WRITTEN EXERCISE 1 →
List the factors that the roundtable excerpt says add supply constraints to the US economy.
WRITTEN EXERCISE 2 →
Print everything in the roundtable excerpt from "Even so, this" down to "adding supply constraints.", word for word.

EXTRACT →
---+---

Even so, this uncertainty can be more invigorating than concerning for those leaders who rise to the challenge. The mood of our COO roundtable participants wasn’t negative: two-thirds of them said they were feeling neutral about the economy, 22% said they were more bullish compared with six months ago, and just 11% were more bearish.
In her presentation to the group, Lydia Boussour, EY-Parthenon Senior Economist, noted the resiliency of the US economy, thanks to AI capex and spending by high-income households, and the potential for eased interest rates in early 2026 setting up a stronger second half of the year. But she does not expect the boom in AI capex to persist, and GDP growth in the US would be far weaker without it, with factors such as geopolitical volatility, trade and tariffs, shifts in immigration, and an aging population adding supply constraints.
“In the past decade, demand was at the center of economic activity, but going forward supply dynamics are really going to matter,” she said. “In the years ahead it’s going to be about adapting to these challenges and building robustness in supply conditions.” As such, scenario building will be vital for organizations so that they are prepared to change and adapt, she added.

---+---

DATASET EXCERPTS →
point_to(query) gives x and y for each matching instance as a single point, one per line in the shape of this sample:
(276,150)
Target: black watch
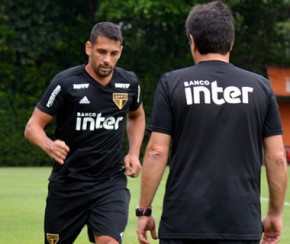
(143,212)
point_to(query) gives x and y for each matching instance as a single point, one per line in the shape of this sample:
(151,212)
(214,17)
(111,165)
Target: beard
(103,70)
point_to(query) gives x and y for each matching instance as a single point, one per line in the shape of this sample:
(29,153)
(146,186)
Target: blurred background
(40,38)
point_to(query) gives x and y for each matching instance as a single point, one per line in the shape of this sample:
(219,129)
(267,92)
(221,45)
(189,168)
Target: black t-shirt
(91,119)
(217,115)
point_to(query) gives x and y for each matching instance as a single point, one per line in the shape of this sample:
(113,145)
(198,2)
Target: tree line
(40,38)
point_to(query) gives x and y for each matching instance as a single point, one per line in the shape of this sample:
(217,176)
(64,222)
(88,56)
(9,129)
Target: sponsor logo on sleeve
(53,96)
(81,86)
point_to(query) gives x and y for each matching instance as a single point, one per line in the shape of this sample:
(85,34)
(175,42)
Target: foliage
(40,38)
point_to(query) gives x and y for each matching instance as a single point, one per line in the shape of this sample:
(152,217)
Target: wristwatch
(143,211)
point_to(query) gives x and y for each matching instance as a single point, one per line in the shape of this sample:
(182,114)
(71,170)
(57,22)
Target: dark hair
(106,29)
(212,27)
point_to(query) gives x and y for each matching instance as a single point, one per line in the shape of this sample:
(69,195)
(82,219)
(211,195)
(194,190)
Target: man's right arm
(35,133)
(276,171)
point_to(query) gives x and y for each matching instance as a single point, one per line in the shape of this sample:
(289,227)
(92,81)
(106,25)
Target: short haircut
(106,29)
(212,27)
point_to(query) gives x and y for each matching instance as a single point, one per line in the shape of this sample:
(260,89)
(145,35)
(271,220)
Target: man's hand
(272,229)
(58,150)
(132,165)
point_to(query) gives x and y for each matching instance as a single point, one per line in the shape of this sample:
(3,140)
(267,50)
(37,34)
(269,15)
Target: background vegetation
(22,206)
(40,38)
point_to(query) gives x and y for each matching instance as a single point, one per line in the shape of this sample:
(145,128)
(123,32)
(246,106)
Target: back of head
(212,27)
(106,29)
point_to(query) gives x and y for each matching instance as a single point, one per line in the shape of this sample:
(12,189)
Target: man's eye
(114,54)
(103,52)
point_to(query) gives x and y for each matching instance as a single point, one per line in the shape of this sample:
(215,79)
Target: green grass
(22,201)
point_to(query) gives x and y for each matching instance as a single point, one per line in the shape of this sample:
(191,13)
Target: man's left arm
(135,132)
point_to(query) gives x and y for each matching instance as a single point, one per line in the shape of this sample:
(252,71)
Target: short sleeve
(161,117)
(53,98)
(272,125)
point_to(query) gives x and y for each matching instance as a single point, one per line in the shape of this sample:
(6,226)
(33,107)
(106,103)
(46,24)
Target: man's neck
(211,56)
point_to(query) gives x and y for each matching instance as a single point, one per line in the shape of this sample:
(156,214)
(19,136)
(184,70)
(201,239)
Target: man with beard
(93,105)
(219,123)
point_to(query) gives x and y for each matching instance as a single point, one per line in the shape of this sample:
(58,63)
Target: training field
(22,201)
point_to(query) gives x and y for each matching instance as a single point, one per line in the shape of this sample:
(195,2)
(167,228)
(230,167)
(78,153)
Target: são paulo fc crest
(52,238)
(120,99)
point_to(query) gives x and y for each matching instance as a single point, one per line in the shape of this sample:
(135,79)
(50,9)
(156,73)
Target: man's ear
(192,42)
(88,48)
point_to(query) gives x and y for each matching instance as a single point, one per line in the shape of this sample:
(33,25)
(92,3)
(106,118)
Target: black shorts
(192,241)
(103,207)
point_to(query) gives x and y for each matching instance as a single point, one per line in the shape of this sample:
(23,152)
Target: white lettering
(81,86)
(53,96)
(92,121)
(122,85)
(217,95)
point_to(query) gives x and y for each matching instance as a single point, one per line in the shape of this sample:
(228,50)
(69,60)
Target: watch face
(147,212)
(143,211)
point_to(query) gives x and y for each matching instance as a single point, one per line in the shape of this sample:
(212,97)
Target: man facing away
(93,104)
(224,123)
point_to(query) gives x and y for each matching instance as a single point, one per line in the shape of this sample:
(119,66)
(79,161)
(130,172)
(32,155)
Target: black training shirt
(91,119)
(217,116)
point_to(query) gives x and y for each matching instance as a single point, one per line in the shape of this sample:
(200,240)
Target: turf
(22,201)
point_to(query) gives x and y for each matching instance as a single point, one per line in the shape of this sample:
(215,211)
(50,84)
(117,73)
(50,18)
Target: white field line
(267,200)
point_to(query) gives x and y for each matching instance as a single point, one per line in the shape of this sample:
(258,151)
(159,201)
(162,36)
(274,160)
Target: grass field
(22,201)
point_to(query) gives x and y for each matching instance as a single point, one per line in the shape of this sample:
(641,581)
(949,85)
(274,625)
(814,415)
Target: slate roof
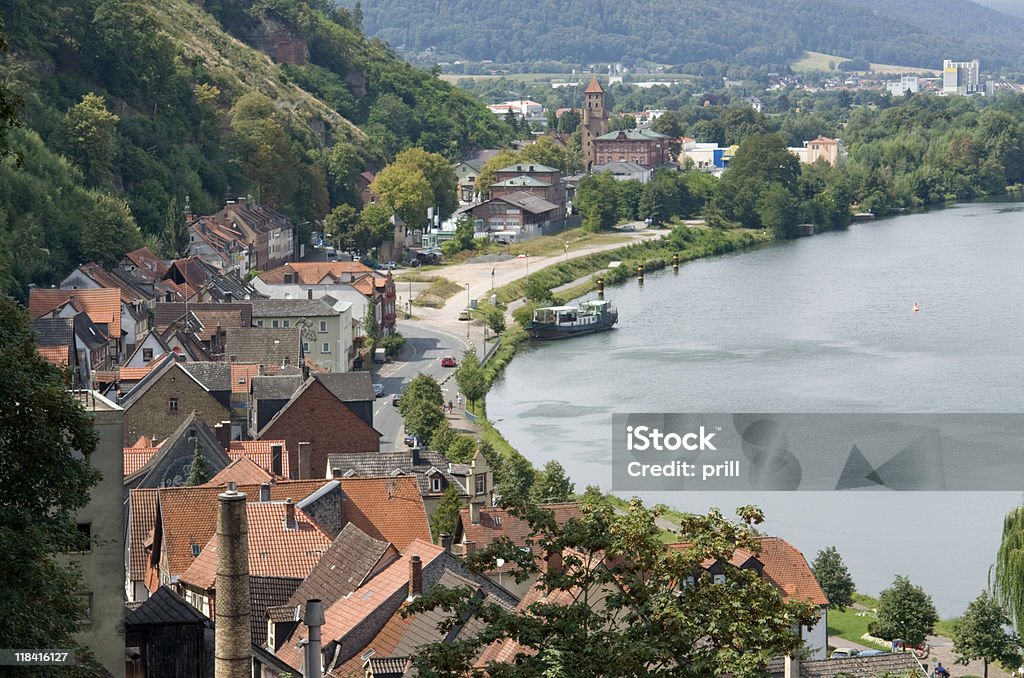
(349,612)
(899,664)
(522,180)
(497,522)
(141,518)
(291,308)
(527,202)
(269,346)
(214,376)
(273,550)
(387,509)
(525,168)
(102,306)
(266,592)
(164,607)
(147,262)
(261,453)
(54,354)
(241,471)
(312,272)
(53,331)
(388,463)
(348,386)
(166,313)
(242,377)
(276,387)
(346,564)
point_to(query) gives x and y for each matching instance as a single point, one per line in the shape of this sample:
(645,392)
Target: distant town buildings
(961,77)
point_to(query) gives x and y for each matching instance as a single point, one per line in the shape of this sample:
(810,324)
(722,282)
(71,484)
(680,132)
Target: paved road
(422,354)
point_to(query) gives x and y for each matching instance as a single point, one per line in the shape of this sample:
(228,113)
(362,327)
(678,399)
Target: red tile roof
(55,354)
(242,377)
(783,565)
(273,550)
(243,471)
(102,306)
(188,515)
(142,503)
(311,272)
(787,568)
(260,452)
(388,509)
(349,612)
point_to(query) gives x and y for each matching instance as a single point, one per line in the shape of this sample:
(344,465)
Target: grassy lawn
(819,61)
(439,291)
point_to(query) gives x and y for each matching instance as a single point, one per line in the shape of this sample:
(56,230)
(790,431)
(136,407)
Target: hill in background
(919,33)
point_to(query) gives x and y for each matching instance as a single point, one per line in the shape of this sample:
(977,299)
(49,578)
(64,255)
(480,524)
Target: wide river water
(822,324)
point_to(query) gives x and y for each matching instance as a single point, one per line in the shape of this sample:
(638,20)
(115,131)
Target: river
(822,324)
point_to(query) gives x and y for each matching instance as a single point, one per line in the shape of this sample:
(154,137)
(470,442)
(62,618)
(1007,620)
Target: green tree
(339,224)
(614,606)
(595,201)
(982,634)
(1009,575)
(470,377)
(89,138)
(834,578)
(200,470)
(406,191)
(904,611)
(446,515)
(552,484)
(421,406)
(47,439)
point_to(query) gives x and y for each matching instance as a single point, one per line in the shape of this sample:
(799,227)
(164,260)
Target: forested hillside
(680,32)
(130,106)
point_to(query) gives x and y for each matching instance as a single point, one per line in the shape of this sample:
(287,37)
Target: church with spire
(595,120)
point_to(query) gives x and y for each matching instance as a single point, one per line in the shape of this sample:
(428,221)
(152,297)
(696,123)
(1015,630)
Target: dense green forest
(128,107)
(679,32)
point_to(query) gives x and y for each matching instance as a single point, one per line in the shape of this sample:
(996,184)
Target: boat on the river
(562,322)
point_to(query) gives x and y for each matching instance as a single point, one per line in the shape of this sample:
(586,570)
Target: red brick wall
(317,417)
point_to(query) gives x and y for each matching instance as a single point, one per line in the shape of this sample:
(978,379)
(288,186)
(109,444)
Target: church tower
(595,120)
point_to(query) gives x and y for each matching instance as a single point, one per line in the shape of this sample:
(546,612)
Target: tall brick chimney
(232,654)
(415,578)
(305,463)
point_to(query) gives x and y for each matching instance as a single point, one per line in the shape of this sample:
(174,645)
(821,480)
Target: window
(85,599)
(85,536)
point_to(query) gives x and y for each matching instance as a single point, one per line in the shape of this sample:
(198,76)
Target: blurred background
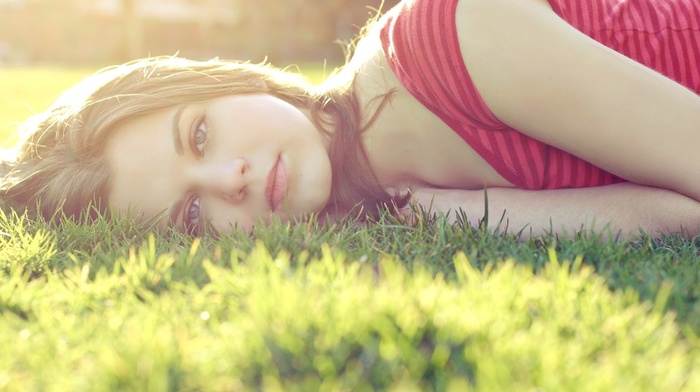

---+---

CORRECT RESULT 1 →
- geopolitical volatility
- trade and tariffs
- shifts in immigration
- an aging population

CORRECT RESULT 2 →
Even so, this uncertainty can be more invigorating than concerning for those leaders who rise to the challenge. The mood of our COO roundtable participants wasn’t negative: two-thirds of them said they were feeling neutral about the economy, 22% said they were more bullish compared with six months ago, and just 11% were more bearish.
In her presentation to the group, Lydia Boussour, EY-Parthenon Senior Economist, noted the resiliency of the US economy, thanks to AI capex and spending by high-income households, and the potential for eased interest rates in early 2026 setting up a stronger second half of the year. But she does not expect the boom in AI capex to persist, and GDP growth in the US would be far weaker without it, with factors such as geopolitical volatility, trade and tariffs, shifts in immigration, and an aging population adding supply constraints.